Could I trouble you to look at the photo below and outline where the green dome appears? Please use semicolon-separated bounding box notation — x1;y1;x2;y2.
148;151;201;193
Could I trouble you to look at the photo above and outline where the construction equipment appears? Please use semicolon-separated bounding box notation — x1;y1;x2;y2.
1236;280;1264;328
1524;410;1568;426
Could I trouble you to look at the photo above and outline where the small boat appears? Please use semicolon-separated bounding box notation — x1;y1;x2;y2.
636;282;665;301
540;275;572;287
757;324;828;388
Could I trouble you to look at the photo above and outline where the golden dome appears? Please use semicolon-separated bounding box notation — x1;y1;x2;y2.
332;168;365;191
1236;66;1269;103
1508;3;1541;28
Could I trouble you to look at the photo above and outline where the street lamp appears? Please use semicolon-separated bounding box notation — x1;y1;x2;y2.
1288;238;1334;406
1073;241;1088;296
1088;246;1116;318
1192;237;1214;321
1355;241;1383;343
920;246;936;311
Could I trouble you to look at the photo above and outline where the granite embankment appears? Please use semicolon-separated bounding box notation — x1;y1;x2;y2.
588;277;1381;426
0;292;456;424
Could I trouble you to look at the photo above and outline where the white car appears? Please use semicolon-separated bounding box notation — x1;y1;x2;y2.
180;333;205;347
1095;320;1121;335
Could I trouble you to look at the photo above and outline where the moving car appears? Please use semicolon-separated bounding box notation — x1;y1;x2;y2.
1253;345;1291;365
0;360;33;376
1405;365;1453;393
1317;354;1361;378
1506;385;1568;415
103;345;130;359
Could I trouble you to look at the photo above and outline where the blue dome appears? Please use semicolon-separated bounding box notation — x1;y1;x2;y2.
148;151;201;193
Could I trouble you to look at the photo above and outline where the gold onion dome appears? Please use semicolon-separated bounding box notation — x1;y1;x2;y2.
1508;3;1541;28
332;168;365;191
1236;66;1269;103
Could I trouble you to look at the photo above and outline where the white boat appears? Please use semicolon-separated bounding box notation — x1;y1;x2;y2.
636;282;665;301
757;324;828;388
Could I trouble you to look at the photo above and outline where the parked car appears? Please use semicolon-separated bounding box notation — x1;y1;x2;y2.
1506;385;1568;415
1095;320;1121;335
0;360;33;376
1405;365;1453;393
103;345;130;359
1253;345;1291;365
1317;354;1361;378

* [待办事项] 请把上面的所有行转换成一个 JSON 字符串列表，每行对应一个字符串，空行不计入。

* [任务结果]
[
  "Could I trouble you to look at the photo below and outline where the green dome appears? Please use semicolon-separated bounding box notation — x1;y1;x2;y2.",
  "148;151;201;193",
  "Could I trouble you to look at the photo above and outline where the construction equipment appears? Please use semicolon-separated bounding box notation — x1;y1;x2;y2.",
  "1236;280;1264;328",
  "1524;410;1568;426",
  "Could I trouble you to look at the photo above and outline where the small boat appears? Please use semicolon-separated bounding box notation — x1;y1;x2;y2.",
  "636;282;665;301",
  "540;275;572;287",
  "757;324;828;388",
  "Could I trouble you to look at the photo above and outline where the golden dome appears? Please use semicolon-separated bounding box notation — x1;y1;x2;y2.",
  "332;168;365;191",
  "1236;66;1269;103",
  "1508;3;1541;28",
  "Could I trouble you to look at the photo above and outline where the street lamp appears? Please use semicolon-separated bounding box notation — x1;y1;x2;y2.",
  "1288;238;1334;406",
  "1073;241;1088;296",
  "1088;246;1116;318",
  "1192;237;1214;321",
  "1355;241;1383;343",
  "920;246;936;311",
  "Could I trouble you to look at the photo above and outline where the granite embankment appears? Please use semicolon-separated bounding box notation — x1;y1;x2;y2.",
  "588;277;1381;426",
  "0;292;456;424",
  "Could I trouble you to look at the photo above and outline where the white car appears? Please use semicolon-separated bounding box notation — x1;y1;x2;y2.",
  "180;333;205;347",
  "1095;320;1121;335",
  "Could I trouble you to look at the photo above and outline where the moving car appears? Please use semicolon-separated bounding box notation — x1;y1;x2;y2.",
  "1253;345;1291;365",
  "0;360;33;376",
  "1405;365;1453;393",
  "1317;354;1361;378",
  "1506;385;1568;415",
  "103;345;130;359",
  "Could I trouble you to look at the photo above and outline where the blue dome appears? Please use semicolon-separated bounding box notation — x1;y1;x2;y2.",
  "148;151;201;193",
  "Could I trouble you to look at the photo above and outline where the gold onion dome appears? Please use semicolon-separated bounding box notation — x1;y1;x2;y2.",
  "1508;3;1541;28",
  "332;168;365;191",
  "1236;66;1269;103",
  "Could I trouble you to look at the photo above and outline where the white boat appears? Please use semicolon-separated bounding box notation — x1;y1;x2;y2.",
  "636;282;665;301",
  "757;324;828;388",
  "Could I trouble you to look at the photo above and outline where the parked car appears? Please use semicolon-separated bounding box notation — x1;y1;x2;y2.",
  "1506;385;1568;415",
  "1095;320;1121;335",
  "0;360;33;376",
  "1405;365;1453;393",
  "103;345;130;359",
  "1253;345;1291;365",
  "1317;354;1361;378"
]